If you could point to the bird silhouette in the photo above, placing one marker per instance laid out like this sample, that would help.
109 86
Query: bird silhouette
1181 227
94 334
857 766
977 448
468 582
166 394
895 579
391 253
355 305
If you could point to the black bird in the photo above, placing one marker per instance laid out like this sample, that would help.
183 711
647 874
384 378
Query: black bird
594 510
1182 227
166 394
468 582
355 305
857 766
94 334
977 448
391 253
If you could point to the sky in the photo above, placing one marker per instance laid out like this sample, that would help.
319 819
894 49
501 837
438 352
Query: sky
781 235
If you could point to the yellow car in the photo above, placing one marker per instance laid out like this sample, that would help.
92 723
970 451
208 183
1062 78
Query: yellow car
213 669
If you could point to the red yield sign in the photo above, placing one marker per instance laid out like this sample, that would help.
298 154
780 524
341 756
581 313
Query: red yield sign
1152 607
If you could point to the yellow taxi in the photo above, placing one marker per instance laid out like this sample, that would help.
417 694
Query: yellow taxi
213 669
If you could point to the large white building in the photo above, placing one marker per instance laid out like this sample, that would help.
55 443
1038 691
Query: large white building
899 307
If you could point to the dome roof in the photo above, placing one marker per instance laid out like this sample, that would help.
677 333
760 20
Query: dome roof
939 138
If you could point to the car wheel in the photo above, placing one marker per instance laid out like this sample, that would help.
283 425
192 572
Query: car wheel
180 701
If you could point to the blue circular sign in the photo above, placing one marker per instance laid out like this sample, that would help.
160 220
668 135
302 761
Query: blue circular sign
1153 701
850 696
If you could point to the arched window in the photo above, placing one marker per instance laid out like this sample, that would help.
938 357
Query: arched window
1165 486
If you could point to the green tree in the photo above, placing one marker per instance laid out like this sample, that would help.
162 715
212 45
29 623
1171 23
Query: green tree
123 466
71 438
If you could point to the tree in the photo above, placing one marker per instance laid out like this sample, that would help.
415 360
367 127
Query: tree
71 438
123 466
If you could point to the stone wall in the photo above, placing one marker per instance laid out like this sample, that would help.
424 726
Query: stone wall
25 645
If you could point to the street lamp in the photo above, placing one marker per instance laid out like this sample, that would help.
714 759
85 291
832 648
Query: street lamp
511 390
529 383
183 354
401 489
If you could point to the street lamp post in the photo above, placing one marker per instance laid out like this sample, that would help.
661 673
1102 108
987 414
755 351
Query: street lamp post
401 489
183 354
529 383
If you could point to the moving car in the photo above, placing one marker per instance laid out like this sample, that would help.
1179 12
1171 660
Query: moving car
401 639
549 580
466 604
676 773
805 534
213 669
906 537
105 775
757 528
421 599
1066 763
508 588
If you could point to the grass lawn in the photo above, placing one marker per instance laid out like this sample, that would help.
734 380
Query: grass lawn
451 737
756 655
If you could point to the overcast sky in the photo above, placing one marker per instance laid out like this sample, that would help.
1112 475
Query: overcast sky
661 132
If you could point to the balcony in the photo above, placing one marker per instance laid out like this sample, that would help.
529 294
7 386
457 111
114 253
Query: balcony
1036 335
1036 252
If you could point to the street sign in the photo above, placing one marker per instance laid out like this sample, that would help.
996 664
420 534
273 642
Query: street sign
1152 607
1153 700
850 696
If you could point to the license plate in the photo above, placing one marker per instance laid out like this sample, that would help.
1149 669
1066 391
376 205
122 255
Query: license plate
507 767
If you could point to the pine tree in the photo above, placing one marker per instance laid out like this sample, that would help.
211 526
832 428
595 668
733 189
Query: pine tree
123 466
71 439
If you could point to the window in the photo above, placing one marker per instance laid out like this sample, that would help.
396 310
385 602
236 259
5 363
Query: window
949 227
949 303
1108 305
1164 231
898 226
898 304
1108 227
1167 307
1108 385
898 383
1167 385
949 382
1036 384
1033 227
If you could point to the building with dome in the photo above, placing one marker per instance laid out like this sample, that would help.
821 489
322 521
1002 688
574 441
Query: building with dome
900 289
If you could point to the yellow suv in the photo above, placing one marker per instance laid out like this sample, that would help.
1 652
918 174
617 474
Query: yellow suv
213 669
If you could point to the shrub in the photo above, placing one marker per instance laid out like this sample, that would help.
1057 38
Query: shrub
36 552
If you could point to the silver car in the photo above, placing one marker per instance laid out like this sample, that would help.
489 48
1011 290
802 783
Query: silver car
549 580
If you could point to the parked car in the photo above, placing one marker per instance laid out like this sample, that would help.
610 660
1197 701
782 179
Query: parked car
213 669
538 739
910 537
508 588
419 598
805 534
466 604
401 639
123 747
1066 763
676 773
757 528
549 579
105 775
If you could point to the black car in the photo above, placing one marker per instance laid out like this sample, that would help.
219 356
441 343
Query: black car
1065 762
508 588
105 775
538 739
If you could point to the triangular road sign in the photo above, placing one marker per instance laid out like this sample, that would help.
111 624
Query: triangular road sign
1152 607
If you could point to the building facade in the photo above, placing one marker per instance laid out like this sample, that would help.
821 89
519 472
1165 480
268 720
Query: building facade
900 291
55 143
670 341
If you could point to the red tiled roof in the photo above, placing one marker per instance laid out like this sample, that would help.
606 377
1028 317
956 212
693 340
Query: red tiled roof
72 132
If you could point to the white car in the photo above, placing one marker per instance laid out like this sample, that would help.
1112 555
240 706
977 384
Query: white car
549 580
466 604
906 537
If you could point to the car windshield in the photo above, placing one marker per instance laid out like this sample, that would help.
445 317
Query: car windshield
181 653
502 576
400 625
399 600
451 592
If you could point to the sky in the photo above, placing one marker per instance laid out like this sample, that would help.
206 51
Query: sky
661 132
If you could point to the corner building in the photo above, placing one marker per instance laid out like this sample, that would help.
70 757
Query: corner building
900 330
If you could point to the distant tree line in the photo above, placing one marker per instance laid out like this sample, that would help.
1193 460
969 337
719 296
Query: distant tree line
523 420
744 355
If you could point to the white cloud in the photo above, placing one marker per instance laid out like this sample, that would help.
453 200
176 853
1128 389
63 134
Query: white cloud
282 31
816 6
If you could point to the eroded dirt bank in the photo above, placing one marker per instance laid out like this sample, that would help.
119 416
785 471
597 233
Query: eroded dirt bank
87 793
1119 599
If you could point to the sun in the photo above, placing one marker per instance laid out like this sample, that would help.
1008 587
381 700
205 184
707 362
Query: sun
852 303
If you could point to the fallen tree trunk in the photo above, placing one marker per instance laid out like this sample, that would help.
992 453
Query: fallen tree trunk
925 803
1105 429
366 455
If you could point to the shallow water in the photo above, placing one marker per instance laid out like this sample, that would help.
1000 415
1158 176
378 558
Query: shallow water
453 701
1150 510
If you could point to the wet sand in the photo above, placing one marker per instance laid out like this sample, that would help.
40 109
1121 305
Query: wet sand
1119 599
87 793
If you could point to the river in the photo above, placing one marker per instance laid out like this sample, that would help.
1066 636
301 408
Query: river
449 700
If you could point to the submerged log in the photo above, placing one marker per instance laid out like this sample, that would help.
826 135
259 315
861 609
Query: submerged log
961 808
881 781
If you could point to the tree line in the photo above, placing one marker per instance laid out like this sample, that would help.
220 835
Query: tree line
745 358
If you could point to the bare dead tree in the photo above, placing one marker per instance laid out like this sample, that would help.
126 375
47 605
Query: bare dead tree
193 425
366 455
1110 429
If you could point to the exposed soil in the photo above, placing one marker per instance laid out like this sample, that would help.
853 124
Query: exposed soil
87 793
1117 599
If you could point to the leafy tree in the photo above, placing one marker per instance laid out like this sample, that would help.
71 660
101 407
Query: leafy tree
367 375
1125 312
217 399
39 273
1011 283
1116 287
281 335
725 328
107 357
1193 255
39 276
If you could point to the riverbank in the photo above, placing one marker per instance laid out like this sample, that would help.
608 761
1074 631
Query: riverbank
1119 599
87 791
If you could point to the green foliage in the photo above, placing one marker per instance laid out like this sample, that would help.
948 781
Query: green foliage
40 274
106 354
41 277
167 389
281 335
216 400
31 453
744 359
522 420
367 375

◇ ◇ ◇ ◇ ◇

**Required work**. Starting at the line containing "If you could point to the tree line" and ending at the last line of the records, give each line as an item in a numbered list, leaving out any blank lines.

**Result of this exercise**.
1. If you could point to the tree line in the photo above, placing one marker per instance laid out like this sample, that would help.
2. 220 835
3. Query: tree line
4. 745 358
5. If you could point to the bare dead tree in the photo above, placing one marker per instance laid out like this sample, that would help.
6. 126 375
7. 47 605
8. Query: bare dead tree
9. 193 425
10. 366 455
11. 1110 429
12. If you could point to the exposed soil in the photo above, placing one marker per instance laid out like this sample, that would help.
13. 853 124
14. Query: exposed soil
15. 87 793
16. 1117 599
17. If you could point to the leafy tree in the photo above, placing one marker per instance laid out like this sample, that would help.
18. 71 660
19. 101 407
20. Query: leafy tree
21. 367 375
22. 1125 312
23. 217 399
24. 39 273
25. 1011 283
26. 1116 287
27. 281 335
28. 725 328
29. 107 357
30. 1193 255
31. 39 276
32. If you could point to the riverbank in the photo above, placing one marker per instance laid out like this sample, that would help.
33. 608 761
34. 1074 631
35. Query: riverbank
36. 1119 599
37. 87 791
38. If you could point to the green foliage in the photo above, placing one marker per instance laid out like this sample, that would help.
39. 948 781
40. Query: green foliage
41. 40 274
42. 106 354
43. 41 277
44. 167 389
45. 281 335
46. 216 400
47. 31 453
48. 744 359
49. 522 420
50. 367 375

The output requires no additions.